═══ Passage to read

Security Enhancements and Best Practices for Strong Authentication

Progressive Authentication Adoption

  • Start by ensuring that strong authentication is required for all accounts handling sensitive data, high privileges, and remote access.
  • Implement risk-based authentication triggers so that the strongest methods (e.g., phishing-resistant keys) apply when risk is elevated, while simpler forms may suffice for low-risk scenarios.
  • Make sure that your system is prepared to upgrade over time; legacy protocols (like FIDO1 & U2F) should be replaced with modern solutions (like FIDO2 & WebAuthn).

Phishing-Resistant Methods Matter

  • Use technologies like FIDO2 security keys, passkeys, and hardware smart cards because they meet the highest standards of what strong authentication means. These methods are recommended by regulatory front frameworks, including the Payment Services Directive 2 (PSD2), which requires multi-factor authentication with independent elements.
  • Push-based mobile second factors (including certified app notifications) are increasingly acceptable but should be combined with device-binding and other safeguards to meet the strength requirement in modern enterprise environments.

Start With Multi-Factor, Progress to Strongest Factor

  • Make sure you require at a minimum two distinct authentication factors, drawn from independent categories (something you know, something you have, something you are). This aligns with the regulatory requirement under PSD2 for strong customer authentication, as well as overall best cybersecurity practices.
  • Require employees and high-privilege users to use FIDO security keys by default.
  • Use device posture checks, behavioral analytics, and adaptive access to elevate authentication when suspicious activity is detected.

Governance, Monitoring, and Policy Controls

  • Maintain a clear authentication policy that defines which methods count as “strong authentication methods” and when they apply (e.g., financial access, administration, remote access).
  • Regularly audit access logs and authentication logs to detect anomalies, such as misuse of weak authentication factors for high-risk operations.
  • Enforce timely revocation of lost or compromised credentials (e.g., tokens, cards) and require re-enrollment with strong methods.
  • Provide user training to explain why strong authentication is required and how users benefit from it, thereby boosting adoption and reducing friction.

Integration With Broader Identity Strategy

  • Ensure that your strong authentication strategy ties into broader identity governance (e.g., privileged access management, identity-and-access management (IAM)). For example, link your key types of strong authentication to your IAM workflows.

══════
═══ Data

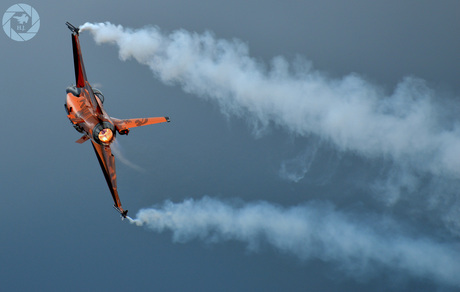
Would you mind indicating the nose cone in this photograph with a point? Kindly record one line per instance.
(105, 135)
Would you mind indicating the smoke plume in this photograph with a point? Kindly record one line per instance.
(313, 230)
(407, 127)
(350, 112)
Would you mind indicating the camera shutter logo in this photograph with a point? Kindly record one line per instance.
(21, 22)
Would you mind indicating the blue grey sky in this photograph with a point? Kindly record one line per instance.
(336, 174)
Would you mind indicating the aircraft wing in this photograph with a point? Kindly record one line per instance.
(123, 126)
(107, 162)
(80, 73)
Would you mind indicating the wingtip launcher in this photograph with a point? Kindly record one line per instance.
(72, 28)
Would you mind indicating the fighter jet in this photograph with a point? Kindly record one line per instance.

══════

> [Jobs]
1. Summarize the strong authentication guidance in two sentences.
2. Answer these questions using the strong authentication guidance:
(a) Which legacy protocols should be replaced, and with which modern solutions?
(b) What should push-based mobile second factors be combined with?
(c) After lost or compromised credentials are revoked, what should users be required to do?
3. In the strong authentication guidance, rewrite the part between "Start With Multi-Factor, Progress" and "keys by default.", inclusive, substituting "staff members" for "employees".

> [Solutions in order]
1. The guidance recommends requiring at least two independent authentication factors, moving toward phishing-resistant methods such as FIDO2 security keys and passkeys, and applying the strongest methods when risk is elevated. It also calls for clear policies, regular log audits, prompt revocation of compromised credentials, user training, and integration with broader identity governance.

2.
(a) FIDO1 and U2F should be replaced with FIDO2 and WebAuthn.
(b) Device-binding and other safeguards.
(c) Re-enroll with strong methods.

3.
Start With Multi-Factor, Progress to Strongest Factor

  • Make sure you require at a minimum two distinct authentication factors, drawn from independent categories (something you know, something you have, something you are). This aligns with the regulatory requirement under PSD2 for strong customer authentication, as well as overall best cybersecurity practices.
  • Require staff members and high-privilege users to use FIDO security keys by default.